* DATA ROWS

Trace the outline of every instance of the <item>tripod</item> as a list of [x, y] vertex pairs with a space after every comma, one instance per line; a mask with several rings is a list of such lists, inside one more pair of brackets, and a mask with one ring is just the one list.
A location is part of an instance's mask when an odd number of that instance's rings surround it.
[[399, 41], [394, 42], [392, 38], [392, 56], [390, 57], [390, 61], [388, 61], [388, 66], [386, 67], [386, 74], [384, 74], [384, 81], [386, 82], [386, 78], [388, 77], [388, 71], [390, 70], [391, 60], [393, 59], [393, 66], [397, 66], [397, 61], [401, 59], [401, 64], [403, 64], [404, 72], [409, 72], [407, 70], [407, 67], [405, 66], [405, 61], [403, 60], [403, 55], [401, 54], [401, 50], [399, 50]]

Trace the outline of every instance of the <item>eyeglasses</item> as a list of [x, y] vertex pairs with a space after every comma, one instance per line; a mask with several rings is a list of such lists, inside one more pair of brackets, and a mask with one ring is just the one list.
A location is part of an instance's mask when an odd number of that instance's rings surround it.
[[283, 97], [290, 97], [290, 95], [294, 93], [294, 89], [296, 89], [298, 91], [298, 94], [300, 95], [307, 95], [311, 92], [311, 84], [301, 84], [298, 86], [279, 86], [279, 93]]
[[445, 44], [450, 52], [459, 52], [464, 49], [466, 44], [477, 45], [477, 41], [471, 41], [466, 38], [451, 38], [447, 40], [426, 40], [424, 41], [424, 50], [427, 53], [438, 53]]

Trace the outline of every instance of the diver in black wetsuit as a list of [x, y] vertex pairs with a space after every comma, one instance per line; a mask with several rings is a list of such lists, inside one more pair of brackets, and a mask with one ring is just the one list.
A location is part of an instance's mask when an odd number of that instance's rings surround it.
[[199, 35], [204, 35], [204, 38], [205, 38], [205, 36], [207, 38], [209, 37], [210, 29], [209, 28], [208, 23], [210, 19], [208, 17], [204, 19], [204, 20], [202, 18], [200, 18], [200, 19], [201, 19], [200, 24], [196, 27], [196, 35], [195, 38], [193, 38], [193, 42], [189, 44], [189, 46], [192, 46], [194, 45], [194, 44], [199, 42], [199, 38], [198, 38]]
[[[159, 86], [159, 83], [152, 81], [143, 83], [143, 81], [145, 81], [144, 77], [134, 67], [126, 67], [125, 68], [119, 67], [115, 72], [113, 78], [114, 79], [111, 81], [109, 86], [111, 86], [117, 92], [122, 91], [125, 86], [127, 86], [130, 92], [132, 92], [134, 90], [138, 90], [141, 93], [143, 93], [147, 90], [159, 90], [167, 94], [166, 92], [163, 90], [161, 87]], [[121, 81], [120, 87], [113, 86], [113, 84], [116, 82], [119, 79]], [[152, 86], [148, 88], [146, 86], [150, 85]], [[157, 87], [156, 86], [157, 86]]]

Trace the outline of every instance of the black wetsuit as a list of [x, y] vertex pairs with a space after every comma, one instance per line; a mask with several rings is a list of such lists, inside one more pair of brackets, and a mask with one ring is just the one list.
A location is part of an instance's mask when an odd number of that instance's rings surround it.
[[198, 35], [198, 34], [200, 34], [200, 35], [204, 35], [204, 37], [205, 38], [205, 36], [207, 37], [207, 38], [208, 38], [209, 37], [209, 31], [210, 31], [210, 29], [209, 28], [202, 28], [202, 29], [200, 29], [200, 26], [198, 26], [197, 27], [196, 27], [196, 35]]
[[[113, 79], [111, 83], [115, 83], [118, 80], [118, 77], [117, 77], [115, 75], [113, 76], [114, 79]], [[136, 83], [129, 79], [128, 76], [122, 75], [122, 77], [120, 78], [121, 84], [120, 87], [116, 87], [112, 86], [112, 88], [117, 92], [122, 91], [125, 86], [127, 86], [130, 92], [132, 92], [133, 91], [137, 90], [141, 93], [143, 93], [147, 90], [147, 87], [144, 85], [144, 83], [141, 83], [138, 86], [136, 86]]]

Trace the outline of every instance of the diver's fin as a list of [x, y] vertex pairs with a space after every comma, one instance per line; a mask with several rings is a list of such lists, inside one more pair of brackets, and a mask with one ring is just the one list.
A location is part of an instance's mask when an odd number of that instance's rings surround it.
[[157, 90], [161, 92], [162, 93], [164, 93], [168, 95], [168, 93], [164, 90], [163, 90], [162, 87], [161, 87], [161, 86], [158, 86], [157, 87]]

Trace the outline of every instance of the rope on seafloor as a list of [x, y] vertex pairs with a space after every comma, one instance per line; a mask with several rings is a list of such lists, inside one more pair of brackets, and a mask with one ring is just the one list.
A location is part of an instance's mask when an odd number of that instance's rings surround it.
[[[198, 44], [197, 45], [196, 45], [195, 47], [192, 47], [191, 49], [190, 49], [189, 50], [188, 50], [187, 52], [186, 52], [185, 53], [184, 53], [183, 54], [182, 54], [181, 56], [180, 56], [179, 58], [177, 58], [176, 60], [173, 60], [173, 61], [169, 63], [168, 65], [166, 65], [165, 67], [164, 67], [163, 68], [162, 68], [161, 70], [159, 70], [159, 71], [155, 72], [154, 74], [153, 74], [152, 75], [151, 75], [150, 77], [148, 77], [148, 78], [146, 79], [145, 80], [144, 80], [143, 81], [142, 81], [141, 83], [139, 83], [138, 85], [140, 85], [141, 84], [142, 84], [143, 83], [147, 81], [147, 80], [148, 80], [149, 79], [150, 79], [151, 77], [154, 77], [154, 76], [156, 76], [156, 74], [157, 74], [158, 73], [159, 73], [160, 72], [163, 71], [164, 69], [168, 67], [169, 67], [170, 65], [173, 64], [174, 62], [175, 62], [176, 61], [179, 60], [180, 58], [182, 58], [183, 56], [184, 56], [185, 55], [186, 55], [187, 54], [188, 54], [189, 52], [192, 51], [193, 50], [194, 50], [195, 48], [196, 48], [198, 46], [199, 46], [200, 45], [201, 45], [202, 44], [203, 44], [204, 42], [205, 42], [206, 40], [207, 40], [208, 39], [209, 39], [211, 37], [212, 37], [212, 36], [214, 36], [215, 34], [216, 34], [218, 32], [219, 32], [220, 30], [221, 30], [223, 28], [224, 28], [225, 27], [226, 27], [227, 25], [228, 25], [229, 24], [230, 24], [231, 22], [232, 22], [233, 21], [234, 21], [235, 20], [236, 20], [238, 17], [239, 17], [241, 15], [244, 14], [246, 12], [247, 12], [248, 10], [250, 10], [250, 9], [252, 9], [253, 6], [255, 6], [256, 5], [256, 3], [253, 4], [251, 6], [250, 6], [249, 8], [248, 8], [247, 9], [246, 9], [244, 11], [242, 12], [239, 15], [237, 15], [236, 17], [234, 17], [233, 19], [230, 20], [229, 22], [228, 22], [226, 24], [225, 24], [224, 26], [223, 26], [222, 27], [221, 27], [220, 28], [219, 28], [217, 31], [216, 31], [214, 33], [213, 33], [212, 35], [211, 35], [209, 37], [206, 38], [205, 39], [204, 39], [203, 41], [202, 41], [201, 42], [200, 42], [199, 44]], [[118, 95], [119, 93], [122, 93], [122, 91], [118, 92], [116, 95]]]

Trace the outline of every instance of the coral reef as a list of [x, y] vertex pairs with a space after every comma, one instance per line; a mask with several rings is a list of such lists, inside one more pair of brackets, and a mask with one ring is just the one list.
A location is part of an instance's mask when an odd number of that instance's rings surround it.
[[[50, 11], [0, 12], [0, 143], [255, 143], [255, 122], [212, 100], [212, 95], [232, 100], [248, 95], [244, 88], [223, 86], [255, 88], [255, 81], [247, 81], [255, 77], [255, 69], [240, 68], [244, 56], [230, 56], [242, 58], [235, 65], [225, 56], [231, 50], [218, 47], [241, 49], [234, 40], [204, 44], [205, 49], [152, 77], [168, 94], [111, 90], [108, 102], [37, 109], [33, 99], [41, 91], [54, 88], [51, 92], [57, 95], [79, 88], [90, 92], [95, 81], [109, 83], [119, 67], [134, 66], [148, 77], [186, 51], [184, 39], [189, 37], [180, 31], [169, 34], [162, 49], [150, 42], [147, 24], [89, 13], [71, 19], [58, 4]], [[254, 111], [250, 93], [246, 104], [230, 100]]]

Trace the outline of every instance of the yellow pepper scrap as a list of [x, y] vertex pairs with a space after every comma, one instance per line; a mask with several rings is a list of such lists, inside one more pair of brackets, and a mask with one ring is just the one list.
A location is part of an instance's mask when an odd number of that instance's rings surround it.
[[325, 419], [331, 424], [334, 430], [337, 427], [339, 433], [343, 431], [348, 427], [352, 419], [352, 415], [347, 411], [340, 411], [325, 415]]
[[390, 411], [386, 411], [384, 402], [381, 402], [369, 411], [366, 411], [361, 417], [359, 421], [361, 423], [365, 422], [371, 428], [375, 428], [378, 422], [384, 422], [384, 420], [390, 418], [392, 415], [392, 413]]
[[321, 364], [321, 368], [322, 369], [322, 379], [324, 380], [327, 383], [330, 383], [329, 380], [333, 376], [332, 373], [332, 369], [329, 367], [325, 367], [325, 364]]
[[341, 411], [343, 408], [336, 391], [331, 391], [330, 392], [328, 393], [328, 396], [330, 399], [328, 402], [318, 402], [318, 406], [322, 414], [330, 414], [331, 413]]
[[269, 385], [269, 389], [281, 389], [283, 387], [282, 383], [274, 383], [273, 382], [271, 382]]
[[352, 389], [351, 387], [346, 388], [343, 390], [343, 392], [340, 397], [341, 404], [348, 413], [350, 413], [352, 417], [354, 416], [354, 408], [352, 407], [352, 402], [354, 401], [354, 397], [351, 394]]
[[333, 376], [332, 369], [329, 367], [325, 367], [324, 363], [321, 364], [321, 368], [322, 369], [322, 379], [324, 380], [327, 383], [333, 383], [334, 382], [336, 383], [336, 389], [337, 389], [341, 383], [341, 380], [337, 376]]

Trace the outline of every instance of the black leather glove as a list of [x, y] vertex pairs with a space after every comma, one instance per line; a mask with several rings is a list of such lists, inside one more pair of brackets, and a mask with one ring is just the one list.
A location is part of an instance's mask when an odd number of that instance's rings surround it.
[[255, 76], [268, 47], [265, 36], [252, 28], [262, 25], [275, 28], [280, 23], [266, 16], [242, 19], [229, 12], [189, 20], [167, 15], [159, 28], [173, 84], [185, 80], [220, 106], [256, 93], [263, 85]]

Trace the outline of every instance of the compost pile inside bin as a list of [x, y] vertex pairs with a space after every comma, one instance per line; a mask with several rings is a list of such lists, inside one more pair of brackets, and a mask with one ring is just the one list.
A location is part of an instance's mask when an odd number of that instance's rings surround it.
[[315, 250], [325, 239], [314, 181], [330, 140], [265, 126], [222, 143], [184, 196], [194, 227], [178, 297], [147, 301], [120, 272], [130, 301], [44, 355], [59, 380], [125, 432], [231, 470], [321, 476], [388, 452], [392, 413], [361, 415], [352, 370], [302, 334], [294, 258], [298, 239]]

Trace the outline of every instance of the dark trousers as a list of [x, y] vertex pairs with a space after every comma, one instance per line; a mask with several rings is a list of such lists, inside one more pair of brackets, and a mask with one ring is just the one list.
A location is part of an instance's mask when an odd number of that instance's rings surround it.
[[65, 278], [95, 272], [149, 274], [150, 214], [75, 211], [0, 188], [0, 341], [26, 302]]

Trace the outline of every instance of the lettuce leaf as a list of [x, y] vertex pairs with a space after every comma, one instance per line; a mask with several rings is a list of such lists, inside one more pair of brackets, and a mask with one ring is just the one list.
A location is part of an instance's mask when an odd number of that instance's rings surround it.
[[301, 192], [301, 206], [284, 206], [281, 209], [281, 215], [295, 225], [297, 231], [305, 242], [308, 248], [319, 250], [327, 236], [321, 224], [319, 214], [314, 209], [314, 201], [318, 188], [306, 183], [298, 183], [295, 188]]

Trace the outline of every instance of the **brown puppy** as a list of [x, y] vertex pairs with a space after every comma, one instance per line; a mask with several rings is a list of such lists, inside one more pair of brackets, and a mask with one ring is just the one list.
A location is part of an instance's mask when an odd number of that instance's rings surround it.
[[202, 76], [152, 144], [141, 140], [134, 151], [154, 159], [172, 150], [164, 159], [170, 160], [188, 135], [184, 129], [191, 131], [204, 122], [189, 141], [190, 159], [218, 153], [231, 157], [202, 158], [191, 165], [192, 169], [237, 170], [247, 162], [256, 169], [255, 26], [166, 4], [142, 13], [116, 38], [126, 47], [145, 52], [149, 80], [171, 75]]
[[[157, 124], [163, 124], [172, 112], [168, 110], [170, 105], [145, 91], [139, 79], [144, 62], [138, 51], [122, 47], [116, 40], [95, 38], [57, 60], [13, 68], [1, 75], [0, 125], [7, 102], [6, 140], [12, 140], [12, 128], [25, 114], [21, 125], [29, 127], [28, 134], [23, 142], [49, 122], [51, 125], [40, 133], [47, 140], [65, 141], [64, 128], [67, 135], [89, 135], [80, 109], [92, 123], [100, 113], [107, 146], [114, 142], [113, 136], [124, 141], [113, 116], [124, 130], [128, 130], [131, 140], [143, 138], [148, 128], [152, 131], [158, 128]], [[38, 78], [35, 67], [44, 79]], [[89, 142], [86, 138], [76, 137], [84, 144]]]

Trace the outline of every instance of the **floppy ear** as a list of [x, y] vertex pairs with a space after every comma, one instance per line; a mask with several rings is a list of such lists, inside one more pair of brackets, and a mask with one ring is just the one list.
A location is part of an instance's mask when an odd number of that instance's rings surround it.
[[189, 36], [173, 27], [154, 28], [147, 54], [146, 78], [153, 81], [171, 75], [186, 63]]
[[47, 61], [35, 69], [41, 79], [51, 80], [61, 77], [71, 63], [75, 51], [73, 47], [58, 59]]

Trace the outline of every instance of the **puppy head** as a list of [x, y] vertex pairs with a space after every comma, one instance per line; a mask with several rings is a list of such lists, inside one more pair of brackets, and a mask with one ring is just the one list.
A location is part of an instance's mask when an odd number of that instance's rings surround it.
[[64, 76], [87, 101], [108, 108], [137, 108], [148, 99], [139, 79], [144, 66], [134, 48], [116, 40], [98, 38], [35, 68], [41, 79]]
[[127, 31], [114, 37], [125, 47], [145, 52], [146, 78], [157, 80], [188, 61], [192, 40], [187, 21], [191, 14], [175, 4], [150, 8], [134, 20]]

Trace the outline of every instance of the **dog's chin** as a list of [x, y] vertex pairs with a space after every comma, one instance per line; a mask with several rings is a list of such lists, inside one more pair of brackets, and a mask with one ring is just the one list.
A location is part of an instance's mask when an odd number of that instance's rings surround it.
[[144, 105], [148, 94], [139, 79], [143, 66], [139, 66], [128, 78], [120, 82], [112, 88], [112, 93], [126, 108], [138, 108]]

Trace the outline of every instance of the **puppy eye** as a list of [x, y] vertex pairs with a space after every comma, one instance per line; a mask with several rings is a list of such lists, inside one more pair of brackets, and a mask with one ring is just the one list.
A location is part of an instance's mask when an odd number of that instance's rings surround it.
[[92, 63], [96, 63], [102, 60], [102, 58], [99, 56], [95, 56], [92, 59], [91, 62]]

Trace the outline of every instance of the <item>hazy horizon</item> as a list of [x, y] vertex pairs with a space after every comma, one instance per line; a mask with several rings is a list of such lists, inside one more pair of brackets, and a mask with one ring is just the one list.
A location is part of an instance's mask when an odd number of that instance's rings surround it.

* EXERCISE DIRECTIONS
Rewrite the stretch of the listing above, starting with the line that contains "Trace the outline of every instance of the **brown" and going on through the line that contains "47], [58, 59]]", keeping the request text unchanged and scaling every vertex coordinate in the answers by 1.7, rounded to a whole number with halves going up. Give only those lines.

* TASK RESPONSE
Trace the outline of every instance of the **brown puppy** as a list of [x, y] vertex pairs with a space after every comma, one instance per line; a mask with several rings is a list of such lists, inside one more pair of brackets, and a mask with one ring is just the one list.
A location is part of an instance's mask when an odd number of that instance's rings surround it.
[[343, 129], [258, 245], [240, 238], [228, 257], [262, 270], [292, 255], [279, 270], [289, 272], [320, 230], [313, 219], [325, 223], [347, 207], [321, 240], [323, 270], [371, 260], [393, 267], [343, 269], [325, 281], [326, 287], [403, 289], [420, 275], [435, 287], [434, 44], [282, 7], [241, 22], [197, 65], [214, 80], [247, 88], [253, 136], [291, 128]]
[[[267, 211], [277, 211], [292, 190], [286, 187], [289, 179], [247, 155], [236, 134], [245, 105], [235, 87], [207, 80], [197, 68], [162, 65], [97, 102], [22, 116], [2, 128], [0, 213], [12, 173], [10, 238], [20, 238], [20, 218], [43, 194], [36, 213], [49, 216], [48, 228], [39, 241], [83, 207], [87, 213], [68, 226], [80, 238], [111, 240], [109, 218], [114, 230], [151, 230], [136, 185], [156, 209], [170, 192], [182, 248], [194, 241], [192, 231], [211, 240], [192, 197], [211, 221], [218, 221], [223, 238], [243, 235], [252, 218], [258, 223], [269, 218]], [[65, 133], [60, 114], [75, 134]], [[151, 241], [146, 235], [129, 233], [143, 245]]]

Trace the outline of every instance of the **floppy ear** as a list of [x, y] vertex pairs with a space after every comma, one instance per line; a mask with several rings is a list of such lists, inside one more pair of brackets, and a mask with one ring is just the one list.
A location is part of an instance's mask when an odd number of that instance's rings surround it.
[[321, 61], [294, 46], [262, 48], [250, 92], [248, 133], [260, 138], [291, 128], [316, 107]]
[[80, 104], [60, 117], [70, 134], [87, 136], [104, 131], [121, 107], [128, 87], [124, 80], [99, 100]]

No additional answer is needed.